* _Written exercise_:
Please render the lines between the one holding "hat. Produce a bounding box for every instance." and the one holding "[62,22,75,55]", inclusive, as a numbered list with blank lines left out.

§ §

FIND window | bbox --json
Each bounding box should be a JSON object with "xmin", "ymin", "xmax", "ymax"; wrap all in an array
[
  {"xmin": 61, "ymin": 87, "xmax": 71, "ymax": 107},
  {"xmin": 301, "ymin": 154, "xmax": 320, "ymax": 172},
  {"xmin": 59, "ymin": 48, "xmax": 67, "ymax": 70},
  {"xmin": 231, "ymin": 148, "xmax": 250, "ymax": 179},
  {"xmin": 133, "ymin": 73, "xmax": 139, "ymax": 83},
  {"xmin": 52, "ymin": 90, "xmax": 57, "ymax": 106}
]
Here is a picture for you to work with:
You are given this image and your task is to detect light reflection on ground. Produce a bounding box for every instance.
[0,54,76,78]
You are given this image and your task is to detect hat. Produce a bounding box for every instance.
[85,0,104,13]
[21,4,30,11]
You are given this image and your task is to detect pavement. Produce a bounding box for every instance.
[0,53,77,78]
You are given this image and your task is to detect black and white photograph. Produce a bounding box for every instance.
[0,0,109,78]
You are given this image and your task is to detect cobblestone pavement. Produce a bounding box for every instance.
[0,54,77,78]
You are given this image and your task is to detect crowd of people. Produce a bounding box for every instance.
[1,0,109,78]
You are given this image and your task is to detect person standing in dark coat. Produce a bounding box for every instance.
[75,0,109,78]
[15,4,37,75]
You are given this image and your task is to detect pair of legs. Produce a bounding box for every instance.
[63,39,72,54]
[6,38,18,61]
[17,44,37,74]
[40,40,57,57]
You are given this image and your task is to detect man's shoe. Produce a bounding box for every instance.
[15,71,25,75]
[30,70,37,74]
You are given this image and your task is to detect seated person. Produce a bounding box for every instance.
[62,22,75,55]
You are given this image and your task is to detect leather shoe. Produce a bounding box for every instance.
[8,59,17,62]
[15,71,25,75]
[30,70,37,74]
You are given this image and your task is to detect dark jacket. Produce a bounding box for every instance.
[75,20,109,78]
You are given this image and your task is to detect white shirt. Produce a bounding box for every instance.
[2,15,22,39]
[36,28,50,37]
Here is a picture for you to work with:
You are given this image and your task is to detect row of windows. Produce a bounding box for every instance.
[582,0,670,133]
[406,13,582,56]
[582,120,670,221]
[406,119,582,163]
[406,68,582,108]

§ §

* _Reply_:
1. You are given this image and your task is to detect hat. Produce a bounding box for every instance.
2. [85,0,104,13]
3. [21,4,30,11]
4. You are given this image and your task is to detect pavement. Produce a bounding box for every instance.
5. [0,53,77,78]
6. You are given this image and your task is to detect black and white photograph. Produce a bounding box for every instance.
7. [0,0,109,78]
8. You are given this image and your task is to detect cobblestone pavement. Produce a bounding box for every instance.
9. [0,54,77,78]
10. You are given this image and your task is to detect crowd of people. Produce a bounding box for every instance.
11. [1,0,109,78]
12. You are given this image and your task is to detect person standing in dark coat. Produce a bounding box for every instance.
13. [75,0,109,78]
14. [15,4,37,75]
15. You are given this image and your task is to detect pair of legs. Produce a bounding box for every instance.
16. [63,39,72,54]
17. [6,38,18,61]
18. [17,44,37,74]
19. [40,40,57,57]
20. You are given this image and your task is to detect man's shoe. Produce a bounding box for every instance.
21. [15,71,25,75]
22. [30,70,37,74]
23. You are given this image and your task is to detect seated person. Produce a bounding box for every instance.
24. [62,22,75,55]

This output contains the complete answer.